### The task
Please recast everything from the first line below down through the line containing "[202, 470, 306, 599]]" as a JSON list of strings, one string per line, leaving out any blank lines.

### Data entries
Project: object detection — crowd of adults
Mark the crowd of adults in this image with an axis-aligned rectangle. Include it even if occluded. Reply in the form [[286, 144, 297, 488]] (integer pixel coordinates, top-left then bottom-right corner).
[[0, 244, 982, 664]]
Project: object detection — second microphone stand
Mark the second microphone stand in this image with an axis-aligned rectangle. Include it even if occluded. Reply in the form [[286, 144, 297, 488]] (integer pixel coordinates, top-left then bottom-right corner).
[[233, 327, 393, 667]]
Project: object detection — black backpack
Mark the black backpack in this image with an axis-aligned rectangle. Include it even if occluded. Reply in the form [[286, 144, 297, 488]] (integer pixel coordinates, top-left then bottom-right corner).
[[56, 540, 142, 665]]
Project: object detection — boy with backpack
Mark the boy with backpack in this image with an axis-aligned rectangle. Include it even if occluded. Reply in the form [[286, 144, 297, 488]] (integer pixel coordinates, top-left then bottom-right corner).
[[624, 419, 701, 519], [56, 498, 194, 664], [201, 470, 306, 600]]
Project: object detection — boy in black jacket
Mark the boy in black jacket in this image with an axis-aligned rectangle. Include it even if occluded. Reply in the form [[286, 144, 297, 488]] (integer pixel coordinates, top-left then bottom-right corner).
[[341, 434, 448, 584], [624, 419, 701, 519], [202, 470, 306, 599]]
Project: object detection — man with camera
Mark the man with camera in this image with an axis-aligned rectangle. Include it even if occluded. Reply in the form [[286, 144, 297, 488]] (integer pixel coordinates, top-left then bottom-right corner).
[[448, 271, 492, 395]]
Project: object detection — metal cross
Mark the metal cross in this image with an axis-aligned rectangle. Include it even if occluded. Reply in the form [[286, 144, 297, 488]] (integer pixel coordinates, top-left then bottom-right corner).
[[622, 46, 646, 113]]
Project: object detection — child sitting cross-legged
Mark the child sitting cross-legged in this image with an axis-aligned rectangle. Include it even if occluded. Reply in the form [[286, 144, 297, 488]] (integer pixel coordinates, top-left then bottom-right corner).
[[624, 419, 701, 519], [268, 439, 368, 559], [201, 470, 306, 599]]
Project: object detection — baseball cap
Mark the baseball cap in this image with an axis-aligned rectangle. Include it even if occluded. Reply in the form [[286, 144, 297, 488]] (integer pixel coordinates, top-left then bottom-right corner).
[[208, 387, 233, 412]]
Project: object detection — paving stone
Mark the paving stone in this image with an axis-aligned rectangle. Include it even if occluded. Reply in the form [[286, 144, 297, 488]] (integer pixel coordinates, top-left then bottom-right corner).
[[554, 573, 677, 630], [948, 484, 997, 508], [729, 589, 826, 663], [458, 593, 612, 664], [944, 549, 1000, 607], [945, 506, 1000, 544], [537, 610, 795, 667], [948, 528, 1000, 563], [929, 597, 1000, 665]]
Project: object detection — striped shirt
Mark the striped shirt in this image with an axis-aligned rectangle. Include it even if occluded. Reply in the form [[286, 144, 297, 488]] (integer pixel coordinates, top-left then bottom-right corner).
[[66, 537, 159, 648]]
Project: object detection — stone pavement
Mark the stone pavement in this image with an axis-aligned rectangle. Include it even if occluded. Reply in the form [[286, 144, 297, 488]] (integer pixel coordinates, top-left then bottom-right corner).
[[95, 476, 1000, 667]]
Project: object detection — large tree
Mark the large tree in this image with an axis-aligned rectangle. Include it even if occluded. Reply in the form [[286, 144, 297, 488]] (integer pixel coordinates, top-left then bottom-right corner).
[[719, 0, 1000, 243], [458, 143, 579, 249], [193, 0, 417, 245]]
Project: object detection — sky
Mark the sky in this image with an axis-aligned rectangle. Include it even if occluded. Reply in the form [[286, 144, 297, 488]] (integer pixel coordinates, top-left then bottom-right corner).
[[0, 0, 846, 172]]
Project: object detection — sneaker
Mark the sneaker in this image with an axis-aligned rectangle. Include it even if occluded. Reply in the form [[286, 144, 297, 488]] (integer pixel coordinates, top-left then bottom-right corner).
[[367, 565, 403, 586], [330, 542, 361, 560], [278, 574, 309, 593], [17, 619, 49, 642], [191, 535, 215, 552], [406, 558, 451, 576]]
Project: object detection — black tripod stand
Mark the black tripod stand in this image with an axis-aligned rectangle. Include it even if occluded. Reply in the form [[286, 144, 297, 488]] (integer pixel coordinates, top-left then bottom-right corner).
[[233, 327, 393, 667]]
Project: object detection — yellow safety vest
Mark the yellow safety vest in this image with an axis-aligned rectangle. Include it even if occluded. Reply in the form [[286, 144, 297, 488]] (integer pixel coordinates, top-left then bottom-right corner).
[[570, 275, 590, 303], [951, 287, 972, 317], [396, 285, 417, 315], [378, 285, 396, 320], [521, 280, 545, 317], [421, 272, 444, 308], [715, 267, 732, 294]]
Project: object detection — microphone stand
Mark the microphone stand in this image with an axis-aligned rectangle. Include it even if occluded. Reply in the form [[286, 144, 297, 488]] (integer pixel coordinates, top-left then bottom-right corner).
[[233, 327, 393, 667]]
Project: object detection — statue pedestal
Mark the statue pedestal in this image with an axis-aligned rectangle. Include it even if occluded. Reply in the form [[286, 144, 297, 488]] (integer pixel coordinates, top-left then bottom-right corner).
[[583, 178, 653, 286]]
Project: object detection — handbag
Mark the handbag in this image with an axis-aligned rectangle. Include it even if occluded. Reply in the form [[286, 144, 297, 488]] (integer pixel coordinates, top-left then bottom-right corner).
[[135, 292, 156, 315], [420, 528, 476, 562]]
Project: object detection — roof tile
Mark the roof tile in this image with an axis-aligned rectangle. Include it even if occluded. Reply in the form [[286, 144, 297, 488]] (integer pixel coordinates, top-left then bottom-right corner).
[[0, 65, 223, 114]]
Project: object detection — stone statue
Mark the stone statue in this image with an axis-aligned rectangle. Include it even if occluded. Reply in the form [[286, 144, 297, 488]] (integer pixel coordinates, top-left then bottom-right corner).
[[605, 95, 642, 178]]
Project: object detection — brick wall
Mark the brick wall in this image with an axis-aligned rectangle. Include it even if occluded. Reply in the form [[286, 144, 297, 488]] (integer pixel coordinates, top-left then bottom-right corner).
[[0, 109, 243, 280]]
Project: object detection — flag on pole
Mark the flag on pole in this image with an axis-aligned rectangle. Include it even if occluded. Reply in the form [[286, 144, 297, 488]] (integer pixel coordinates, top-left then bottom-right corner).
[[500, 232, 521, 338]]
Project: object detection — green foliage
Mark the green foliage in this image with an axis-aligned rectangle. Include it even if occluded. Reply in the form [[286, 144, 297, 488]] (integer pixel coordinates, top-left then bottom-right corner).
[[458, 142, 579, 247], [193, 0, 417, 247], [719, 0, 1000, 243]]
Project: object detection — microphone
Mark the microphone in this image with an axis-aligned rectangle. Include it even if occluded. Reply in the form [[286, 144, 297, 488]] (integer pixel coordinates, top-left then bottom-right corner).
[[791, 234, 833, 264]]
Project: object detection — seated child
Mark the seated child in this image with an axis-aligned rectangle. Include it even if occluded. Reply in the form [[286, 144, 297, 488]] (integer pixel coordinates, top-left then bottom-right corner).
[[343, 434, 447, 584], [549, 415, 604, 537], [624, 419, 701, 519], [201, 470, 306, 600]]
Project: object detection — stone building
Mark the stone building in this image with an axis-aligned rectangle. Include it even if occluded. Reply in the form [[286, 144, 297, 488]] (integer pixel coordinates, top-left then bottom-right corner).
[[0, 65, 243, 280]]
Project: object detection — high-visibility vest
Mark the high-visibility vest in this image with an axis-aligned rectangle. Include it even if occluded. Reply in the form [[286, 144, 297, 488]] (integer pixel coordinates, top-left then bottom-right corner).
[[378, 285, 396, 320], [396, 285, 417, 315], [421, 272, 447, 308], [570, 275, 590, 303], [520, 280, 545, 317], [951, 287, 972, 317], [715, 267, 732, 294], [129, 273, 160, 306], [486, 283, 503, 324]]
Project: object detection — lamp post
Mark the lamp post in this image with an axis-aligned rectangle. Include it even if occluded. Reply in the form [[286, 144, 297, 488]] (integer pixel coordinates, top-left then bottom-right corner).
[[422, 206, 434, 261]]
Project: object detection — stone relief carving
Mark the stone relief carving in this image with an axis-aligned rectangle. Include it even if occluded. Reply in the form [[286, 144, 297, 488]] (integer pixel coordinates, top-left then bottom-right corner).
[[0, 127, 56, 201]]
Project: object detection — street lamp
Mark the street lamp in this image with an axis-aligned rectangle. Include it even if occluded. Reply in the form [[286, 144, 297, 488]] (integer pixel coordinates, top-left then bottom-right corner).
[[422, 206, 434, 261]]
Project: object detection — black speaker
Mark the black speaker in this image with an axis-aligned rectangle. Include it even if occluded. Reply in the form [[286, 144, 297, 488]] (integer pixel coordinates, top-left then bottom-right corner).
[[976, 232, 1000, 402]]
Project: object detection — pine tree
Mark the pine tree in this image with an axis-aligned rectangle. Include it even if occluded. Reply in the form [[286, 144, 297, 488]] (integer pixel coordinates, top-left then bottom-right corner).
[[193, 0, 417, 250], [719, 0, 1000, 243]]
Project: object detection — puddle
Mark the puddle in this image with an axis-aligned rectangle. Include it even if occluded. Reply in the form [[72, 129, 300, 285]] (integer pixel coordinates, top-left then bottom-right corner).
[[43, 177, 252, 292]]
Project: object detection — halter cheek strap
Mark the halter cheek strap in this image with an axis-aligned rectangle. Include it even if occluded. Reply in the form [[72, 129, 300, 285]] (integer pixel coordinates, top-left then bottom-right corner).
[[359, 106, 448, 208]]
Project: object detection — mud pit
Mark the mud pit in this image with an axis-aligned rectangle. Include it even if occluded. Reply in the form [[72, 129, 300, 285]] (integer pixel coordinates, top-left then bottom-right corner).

### Right answer
[
  "Project: object detection — crowd of adults",
  "Mark the crowd of adults in this image with an axis-aligned rectangle. Include it even if occluded. Reply in the form [[286, 144, 297, 488]] (integer pixel coordinates, top-left then bottom-right corner).",
  "[[0, 244, 982, 664]]",
  "Project: object detection — second microphone stand",
  "Mark the second microphone stand in this image with an axis-aligned rectangle. Include it even if occluded. Reply in the form [[286, 144, 297, 488]] (integer pixel coordinates, top-left then bottom-right corner).",
  "[[233, 327, 393, 667]]",
  "Project: object detection — black backpack",
  "Mark the black backpack in this image with an axis-aligned rectangle. Include it even if occluded. Reply in the form [[286, 144, 297, 488]] (integer pixel coordinates, top-left then bottom-right corner).",
  "[[56, 540, 142, 665]]",
  "Project: object detection — boy with backpack",
  "Mark the boy with backpack in this image with an axis-aligned rectangle. Include it even if occluded. Reply in the form [[286, 144, 297, 488]] (integer pixel coordinates, top-left then bottom-right corner).",
  "[[624, 419, 701, 519], [56, 498, 194, 664], [201, 470, 306, 600]]",
  "Project: object detection — boy in black jacket",
  "Mark the boy in black jacket in this image with an axis-aligned rectangle. Include it even if occluded. Reply in the form [[286, 144, 297, 488]] (integer pixel coordinates, top-left then bottom-right corner).",
  "[[341, 434, 448, 584], [624, 419, 701, 519], [202, 470, 306, 599]]"
]